*REQUIRED WORK*: Rewrite the lines of this data as a numbered list, dropping any blank lines. Leave the pictures out.

── SUPPLIED RECORDS

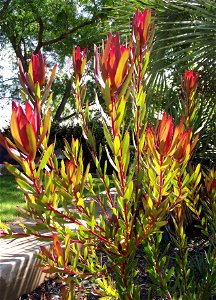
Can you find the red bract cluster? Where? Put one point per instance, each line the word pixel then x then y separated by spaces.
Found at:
pixel 36 71
pixel 169 141
pixel 111 65
pixel 190 82
pixel 141 24
pixel 26 130
pixel 79 61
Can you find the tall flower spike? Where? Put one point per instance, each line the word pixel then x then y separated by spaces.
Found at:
pixel 79 61
pixel 165 134
pixel 166 140
pixel 27 129
pixel 141 24
pixel 37 69
pixel 112 64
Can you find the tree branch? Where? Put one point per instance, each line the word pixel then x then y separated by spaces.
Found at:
pixel 65 34
pixel 4 8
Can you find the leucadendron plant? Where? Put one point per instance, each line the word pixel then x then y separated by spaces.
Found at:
pixel 96 239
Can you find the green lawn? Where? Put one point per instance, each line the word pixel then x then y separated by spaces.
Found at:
pixel 10 197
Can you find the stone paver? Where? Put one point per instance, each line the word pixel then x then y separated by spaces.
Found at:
pixel 18 272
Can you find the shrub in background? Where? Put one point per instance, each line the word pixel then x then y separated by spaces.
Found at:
pixel 155 185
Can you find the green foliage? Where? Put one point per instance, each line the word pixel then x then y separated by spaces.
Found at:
pixel 97 238
pixel 10 198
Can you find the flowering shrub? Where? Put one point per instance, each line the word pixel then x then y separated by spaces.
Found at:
pixel 156 185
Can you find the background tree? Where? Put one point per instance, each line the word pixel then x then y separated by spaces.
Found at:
pixel 56 26
pixel 185 38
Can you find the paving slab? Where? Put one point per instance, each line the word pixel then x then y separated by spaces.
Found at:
pixel 18 272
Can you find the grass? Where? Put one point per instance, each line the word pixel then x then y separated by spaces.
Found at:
pixel 11 197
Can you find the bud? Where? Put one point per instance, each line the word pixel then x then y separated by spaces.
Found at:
pixel 112 64
pixel 165 134
pixel 140 29
pixel 79 61
pixel 37 69
pixel 182 148
pixel 27 131
pixel 165 140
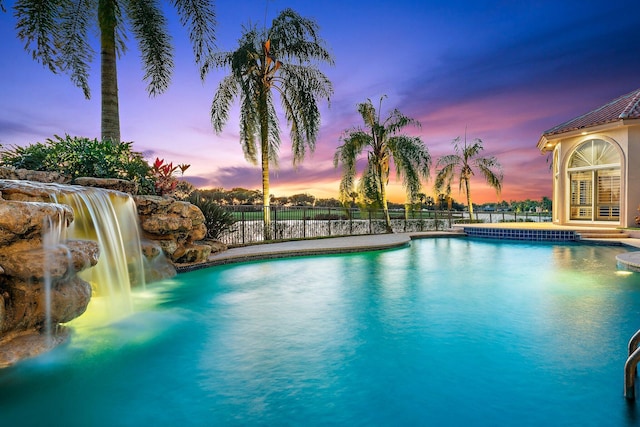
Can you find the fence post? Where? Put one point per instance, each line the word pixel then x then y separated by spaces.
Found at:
pixel 243 225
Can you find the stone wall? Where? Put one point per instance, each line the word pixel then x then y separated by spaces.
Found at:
pixel 176 226
pixel 26 267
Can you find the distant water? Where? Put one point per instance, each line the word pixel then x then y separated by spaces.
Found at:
pixel 446 332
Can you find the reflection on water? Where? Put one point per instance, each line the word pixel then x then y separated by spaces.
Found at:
pixel 449 332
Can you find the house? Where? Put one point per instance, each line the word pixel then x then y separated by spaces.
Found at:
pixel 596 165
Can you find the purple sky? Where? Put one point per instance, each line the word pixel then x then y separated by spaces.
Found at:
pixel 504 70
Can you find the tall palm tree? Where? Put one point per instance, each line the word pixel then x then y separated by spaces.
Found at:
pixel 281 60
pixel 383 144
pixel 57 34
pixel 461 164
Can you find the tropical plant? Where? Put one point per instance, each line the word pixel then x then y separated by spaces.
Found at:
pixel 461 164
pixel 384 145
pixel 281 60
pixel 57 34
pixel 79 157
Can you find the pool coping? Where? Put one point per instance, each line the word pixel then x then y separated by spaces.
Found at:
pixel 372 242
pixel 324 246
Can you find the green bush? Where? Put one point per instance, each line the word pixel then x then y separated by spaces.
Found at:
pixel 79 156
pixel 216 219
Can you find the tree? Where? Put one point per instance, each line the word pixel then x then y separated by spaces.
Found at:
pixel 57 34
pixel 461 164
pixel 281 60
pixel 383 144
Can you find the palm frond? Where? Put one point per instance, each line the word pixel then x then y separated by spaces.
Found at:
pixel 38 28
pixel 200 18
pixel 492 172
pixel 149 27
pixel 76 54
pixel 412 162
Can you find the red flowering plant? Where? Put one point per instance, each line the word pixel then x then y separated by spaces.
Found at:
pixel 163 174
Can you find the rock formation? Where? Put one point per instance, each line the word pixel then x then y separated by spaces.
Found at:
pixel 27 268
pixel 176 226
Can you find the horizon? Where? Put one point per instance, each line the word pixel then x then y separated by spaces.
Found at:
pixel 505 72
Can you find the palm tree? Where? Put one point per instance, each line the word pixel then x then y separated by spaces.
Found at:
pixel 57 33
pixel 461 164
pixel 383 144
pixel 280 60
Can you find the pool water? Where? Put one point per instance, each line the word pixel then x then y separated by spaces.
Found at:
pixel 445 332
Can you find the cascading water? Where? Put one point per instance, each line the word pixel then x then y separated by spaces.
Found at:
pixel 54 232
pixel 109 218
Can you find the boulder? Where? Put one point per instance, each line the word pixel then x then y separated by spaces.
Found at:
pixel 115 184
pixel 177 226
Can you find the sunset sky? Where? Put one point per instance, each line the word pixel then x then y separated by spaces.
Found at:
pixel 504 70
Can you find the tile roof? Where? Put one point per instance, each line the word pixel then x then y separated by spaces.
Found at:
pixel 624 107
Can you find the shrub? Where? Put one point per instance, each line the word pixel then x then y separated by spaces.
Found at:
pixel 79 156
pixel 217 220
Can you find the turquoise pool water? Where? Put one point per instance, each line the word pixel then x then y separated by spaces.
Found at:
pixel 446 332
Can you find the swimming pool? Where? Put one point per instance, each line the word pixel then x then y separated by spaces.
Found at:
pixel 445 332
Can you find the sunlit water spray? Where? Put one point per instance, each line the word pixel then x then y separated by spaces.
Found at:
pixel 54 233
pixel 110 219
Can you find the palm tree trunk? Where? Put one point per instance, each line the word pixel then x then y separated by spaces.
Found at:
pixel 110 116
pixel 469 204
pixel 264 148
pixel 385 209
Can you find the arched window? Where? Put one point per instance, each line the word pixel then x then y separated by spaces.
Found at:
pixel 594 176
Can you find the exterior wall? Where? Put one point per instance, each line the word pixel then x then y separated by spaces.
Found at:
pixel 633 176
pixel 619 137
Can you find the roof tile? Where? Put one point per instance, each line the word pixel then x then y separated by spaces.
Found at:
pixel 624 107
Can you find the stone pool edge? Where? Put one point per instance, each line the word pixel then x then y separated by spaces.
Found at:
pixel 324 246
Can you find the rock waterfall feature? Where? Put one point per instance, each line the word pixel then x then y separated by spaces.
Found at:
pixel 65 249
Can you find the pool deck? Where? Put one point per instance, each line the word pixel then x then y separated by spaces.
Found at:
pixel 333 245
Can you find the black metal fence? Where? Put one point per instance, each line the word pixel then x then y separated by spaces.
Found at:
pixel 306 222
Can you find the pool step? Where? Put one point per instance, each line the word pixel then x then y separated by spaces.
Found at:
pixel 612 233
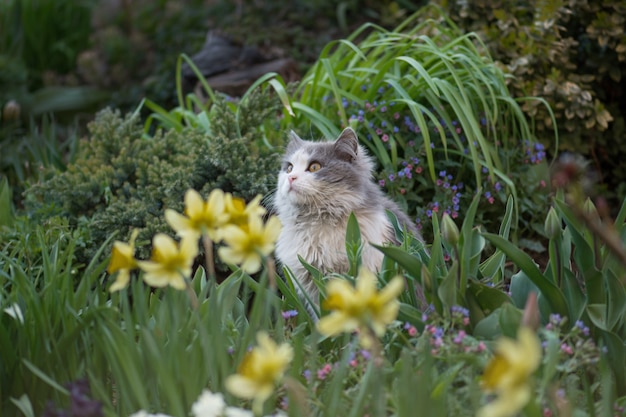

────

*COMPLETE RESPONSE*:
1. Can you find the red bract cluster? Where? Put one point per instance, each line the word pixel then x then y separated by spaces.
2. Found at:
3. pixel 36 71
4. pixel 169 141
5. pixel 111 65
6. pixel 190 82
7. pixel 141 24
8. pixel 26 130
9. pixel 79 61
10. Can you find the tall flower spike? Where? Put one point per instance, each line the word pixel then x then y separated by spaces.
11. Found at:
12. pixel 79 61
13. pixel 165 134
14. pixel 166 140
15. pixel 27 129
16. pixel 141 24
17. pixel 37 69
18. pixel 112 64
19. Can you find the tree branch? Where? Put one point per instance, each line the word pixel then x then y separated by spaces.
20. Found at:
21. pixel 65 34
22. pixel 4 8
23. Can you find the leucadendron plant? Where? Put one point per instance, each line the word pixel then x then y separated by spaces.
24. Found at:
25. pixel 96 239
26. Can you find the green lawn? Where? Put one point per instance, each line the word pixel then x then y separated by spaces.
27. Found at:
28. pixel 10 197
29. Can you find the stone paver? Where? Put one point per instance, each line the word pixel then x then y separated by spaces.
30. Found at:
31. pixel 18 272
32. Can you find the shrub in background? Where? Put one point per instance, each line the word pixel then x then y separated by spaces.
33. Found at:
34. pixel 155 185
35. Can you find the green foliage? Where? Put one point per instance, each line the word pixel then x then y separated by spaces.
36. Found at:
37. pixel 97 238
38. pixel 10 198
39. Can you find the flowering shrub? Where? Put one point per instance, each line the word pixel then x then y separated by spaces.
40. Found at:
41. pixel 156 185
42. Can you find the background tree? Where? Put one point per instance, each line the word pixel then x then y separated by spaces.
43. Found at:
44. pixel 56 26
45. pixel 185 38
46. Can you find the paving slab? Where? Put one point per instance, each line the word pixel then x then y separated by spaces.
47. Found at:
48. pixel 18 272
49. Can you find the grass? Where? Put one point per instance, each line the word pixel then x then y separated by spaces.
50. Found at:
51. pixel 11 197
52. Can you find the bud? Where? Put one point per instance, each line the word pixel then x then y separated by spaces.
53. Found at:
54. pixel 112 64
55. pixel 165 134
56. pixel 140 29
57. pixel 79 61
58. pixel 37 69
59. pixel 182 148
60. pixel 27 131
61. pixel 165 140
62. Can you find the fence post? Where? Put one point per instance, each line the word pixel then x then y separated by spaces.
63. Found at:
64. pixel 243 225
65. Can you find the stone wall? Where? Put one point per instance, each line the word pixel then x then y separated by spaces.
66. Found at:
67. pixel 176 226
68. pixel 26 267
69. Can you find the distant water? Where? Put one point per instance, each line the word pixel then x then y separated by spaces.
70. Found at:
71. pixel 446 332
72. Can you find the reflection on water? Where? Put one point per instance, each line the word pixel then x then y separated by spaces.
73. Found at:
74. pixel 449 332
75. Can you find the house? Where? Put one point per instance, each line the word pixel then x then y separated by spaces.
76. Found at:
77. pixel 596 165
78. Can you find the purple sky? Where? Put one point per instance, each line the word pixel then x then y separated by spaces.
79. Found at:
80. pixel 504 70
81. Can you find the tall palm tree? Where? Put one point per instance, each line the word pixel then x then y separated by spaces.
82. Found at:
83. pixel 281 60
84. pixel 383 144
85. pixel 57 34
86. pixel 461 164
87. Can you find the tropical plant? Where? Put one point per instance, each line the word pixel then x then y separated by spaces.
88. Found at:
89. pixel 461 164
90. pixel 384 145
91. pixel 281 60
92. pixel 57 34
93. pixel 79 157
94. Can you find the pool coping? Where? Put one point per instance, each line the word pixel then x then y separated by spaces.
95. Found at:
96. pixel 372 242
97. pixel 324 246
98. Can you find the green bush? Where? Put one point per instance, each line the word pixel then x then y separated by spaces.
99. Found at:
100. pixel 79 156
101. pixel 216 219
102. Can you find the tree? Where? Put one point per instance, each line the word pixel then x then y separated by spaces.
103. Found at:
104. pixel 57 34
105. pixel 461 164
106. pixel 281 60
107. pixel 383 144
108. Can you find the palm frond? Where? Put one point per instance, each line the word pixel then x then y separated by spaces.
109. Found at:
110. pixel 38 28
111. pixel 200 18
112. pixel 492 172
113. pixel 149 27
114. pixel 76 54
115. pixel 412 162
116. Can you find the red flowering plant? Where? Put one point per instance, each line the word pixel then x then y separated by spaces.
117. Found at:
118. pixel 163 174
119. Can you find the rock formation? Where? Put one point per instance, each line the word pixel then x then y separated by spaces.
120. Found at:
121. pixel 27 268
122. pixel 176 226
123. Can you find the horizon? Where? Put one point per instance, each line the word pixel then x then y separated by spaces.
124. Found at:
125. pixel 505 72
126. Can you find the palm tree? Where? Put one point per instance, each line the word pixel then x then y separated by spaces.
127. Found at:
128. pixel 57 33
129. pixel 461 164
130. pixel 383 144
131. pixel 280 60
132. Can you find the pool water? Where? Put one point per instance, each line the word pixel then x then y separated by spaces.
133. Found at:
134. pixel 445 332
135. Can you find the cascading water? Where? Put one point per instance, each line the word pixel then x then y separated by spaces.
136. Found at:
137. pixel 54 232
138. pixel 109 218
139. Can you find the boulder? Where? Put one point per instance, each line the word pixel then x then y separated by spaces.
140. Found at:
141. pixel 115 184
142. pixel 177 226
143. Can you find the sunset sky? Where? Put one point per instance, each line the word pixel then x then y separated by spaces.
144. Found at:
145. pixel 504 70
146. Can you find the tile roof? Where? Put one point per instance, each line the word pixel then x then y separated by spaces.
147. Found at:
148. pixel 624 107
149. Can you find the shrub? Where? Put one point per instance, each line the word pixel then x then y separated by spaces.
150. Found at:
151. pixel 79 156
152. pixel 217 220
153. Can you find the turquoise pool water? Where? Put one point per instance, each line the word pixel then x then y separated by spaces.
154. Found at:
155. pixel 446 332
156. Can you find the swimming pool? Where? Put one point per instance, each line the word pixel then x then y separated by spaces.
157. Found at:
158. pixel 445 332
159. Can you find the sunlit water spray? Where? Put one point per instance, each line the word pixel then x then y separated by spaces.
160. Found at:
161. pixel 54 233
162. pixel 110 219
163. Can you find the palm tree trunk? Where? Put one point per instance, each line the word pixel then x then y separated by spaces.
164. Found at:
165. pixel 110 116
166. pixel 469 204
167. pixel 264 148
168. pixel 385 209
169. Can you find the arched window? Where? Put one point per instance, each line the word pixel then x then y separated by spaces.
170. Found at:
171. pixel 594 176
172. Can you find the exterior wall? Where? Put one point per instance, each line the word pixel then x then y separated by spaces.
173. Found at:
174. pixel 633 176
175. pixel 619 137
176. Can you find the roof tile? Where? Put one point per instance, each line the word pixel then x then y separated by spaces.
177. Found at:
178. pixel 624 107
179. Can you find the stone pool edge? Where? Put one point per instance, each line the word pixel then x then y separated by spaces.
180. Found at:
181. pixel 324 246
182. Can you find the rock waterfall feature? Where? Put one point per instance, each line the word pixel then x then y separated by spaces.
183. Found at:
184. pixel 65 249
185. Can you find the pool deck? Where? Put one point per instance, each line the word pixel then x then y separated by spaces.
186. Found at:
187. pixel 333 245
188. Can you find the black metal fence? Where? Put one point per instance, each line the word pixel then x then y separated by spaces.
189. Found at:
190. pixel 306 222
191. Can you find the pool step? Where? Put one point per instance, each line the word pixel then x then y separated by spaces.
192. Found at:
193. pixel 612 233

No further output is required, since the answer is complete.